**Job**
In the forum post about telescope tracking, which axis is the only one that needs mechanical tracking once an alt-az scope sits on an equatorial platform?

**Text shown**
## Start
If you pick the appropriate DC motor you can run it
quite slowly, you just need to find one that's got plenty
of torque and can run with up to 12 hours * many days
per year of service duty in a near stalled condition with
very little energizing current if it's being used at much less
than it's usual rated speed. Generally that'll be a very
over-rated motor used at a fraction of its capacity.

There are also lots of ways to 'cheat' and get an excellently
smooth tracking with relatively cheap parts. One being
using an 'equatorial platform' which is basically just
a board / 'ramp' that the telescope sits on that happens
to point north and be tilted at the local angle of latitude.
Think a couple of doors screwed together by one set of
hinges, one laying flat, the other tilting open at whatever
angle is needed, and a brace set between them to keep
them open at the right angle. Just a crude description;
there are lots of designs for building them out of
anything from plywood to concrete etc. etc. check the
ATM articles.

Given such an adjustable equatorial platform you're
already north aligned and equatorially tilted, then you
set an alt-az mounted scope on it e.g. like a dobsonian.

Then use a manual ALTITUDE adjustment on the scope
since ALTITUDE (now == declination given the
e.q. platform) never needs to change once you're pointed
at the object of interest. So then the only axis that
needs mechanical tracking is the AZIMUTH
(== right ascention now given the eq. mount). This
can be done ever so smoothly, cheaply with a
tangent arm drive. Get a long threaded rod with modestly
fine threads per inch of its length.
## End
**Data segment**
## Start
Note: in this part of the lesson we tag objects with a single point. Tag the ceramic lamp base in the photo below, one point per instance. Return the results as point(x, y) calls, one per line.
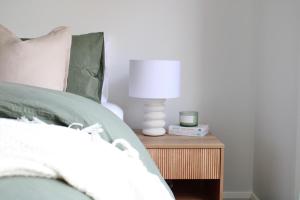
point(154, 118)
## End
**Finished exercise**
The azimuth axis.